◆ READING TEXT ◆
----------
Personal information
- Born: January 17, 1981 (age 45) Douala, Cameroon
- Listed height: 6 ft 8 in (2.03 m)
- Listed weight: 230 lb (100 kg)

Career information
- College: Virginia Tech (2001–2002); Delaware (2003–2006);
- NBA draft: 2006: undrafted
- Playing career: 2006–present

Career history
- 2006–2007: Polpak Świecie
- 2007–2008: Turów Zgorzelec
- 2008–2009: Beirasar Rosalía
- 2009–2011: Polonia Warszawa
- 2011–2012: Ilysiakos
- 2012–2015: Phantoms Braunschweig
- 2015–2016: Koroivos Amaliadas
- 2016–2018: Svendborg Rabbits
- 2018–present: Swiss Central

Career highlights
- PLK All-Star Game MVP (2011); 2x First-team All-CAA (2005, 2006);

= Harding Nana =

Cameroonian professional basketball player

Harding Ngueyep Nana (born January 17, 1981) is a Cameroonian professional basketball player currently playing as a power forward for Swiss Central of the Swiss Basketball League. He is also a member of the Cameroon national basketball team.

==College career==
Nana signed with Virginia Tech out of Notre Dame Prep in Kensington, Maryland. In 2001–02, his first season with the Hokies, he played in only three games before missing the rest of the season after undergoing knee surgery. He did not appear in any games for the Hokies in the 2002–03 before requesting a transfer to the University of Delaware. At Delaware, he was a three-year starter for the Blue Hens after sitting out the first several games of his sophomore season due to NCAA transfer rules. In his junior season, his first full season as a starter he averaged 18.5 PPG and 10.4 RPG to lead the Colonial Athletic Association in both categories en route to a first team All-CAA selection. He followed that up with a 19.0 PPG and 10.9 RPG performance in his senior season After becoming only the fourth Blue Hen to score 1,300 points and grab 700 rebounds, he was named outstanding senior athlete by the University of Delaware.
----------
◆ STORED DATA ◆
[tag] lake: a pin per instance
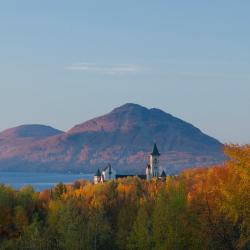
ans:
(39, 181)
----------
◆ WORK REQUEST ◆
Can you reproduce the Harding Nana profile in full, word for word? The data stands on its own, apart from the Harding Nana profile.

◆ EXERCISE ANSWER ◆
Personal information
- Born: January 17, 1981 (age 45) Douala, Cameroon
- Listed height: 6 ft 8 in (2.03 m)
- Listed weight: 230 lb (100 kg)

Career information
- College: Virginia Tech (2001–2002); Delaware (2003–2006);
- NBA draft: 2006: undrafted
- Playing career: 2006–present

Career history
- 2006–2007: Polpak Świecie
- 2007–2008: Turów Zgorzelec
- 2008–2009: Beirasar Rosalía
- 2009–2011: Polonia Warszawa
- 2011–2012: Ilysiakos
- 2012–2015: Phantoms Braunschweig
- 2015–2016: Koroivos Amaliadas
- 2016–2018: Svendborg Rabbits
- 2018–present: Swiss Central

Career highlights
- PLK All-Star Game MVP (2011); 2x First-team All-CAA (2005, 2006);

= Harding Nana =

Cameroonian professional basketball player

Harding Ngueyep Nana (born January 17, 1981) is a Cameroonian professional basketball player currently playing as a power forward for Swiss Central of the Swiss Basketball League. He is also a member of the Cameroon national basketball team.

==College career==
Nana signed with Virginia Tech out of Notre Dame Prep in Kensington, Maryland. In 2001–02, his first season with the Hokies, he played in only three games before missing the rest of the season after undergoing knee surgery. He did not appear in any games for the Hokies in the 2002–03 before requesting a transfer to the University of Delaware. At Delaware, he was a three-year starter for the Blue Hens after sitting out the first several games of his sophomore season due to NCAA transfer rules. In his junior season, his first full season as a starter he averaged 18.5 PPG and 10.4 RPG to lead the Colonial Athletic Association in both categories en route to a first team All-CAA selection. He followed that up with a 19.0 PPG and 10.9 RPG performance in his senior season After becoming only the fourth Blue Hen to score 1,300 points and grab 700 rebounds, he was named outstanding senior athlete by the University of Delaware.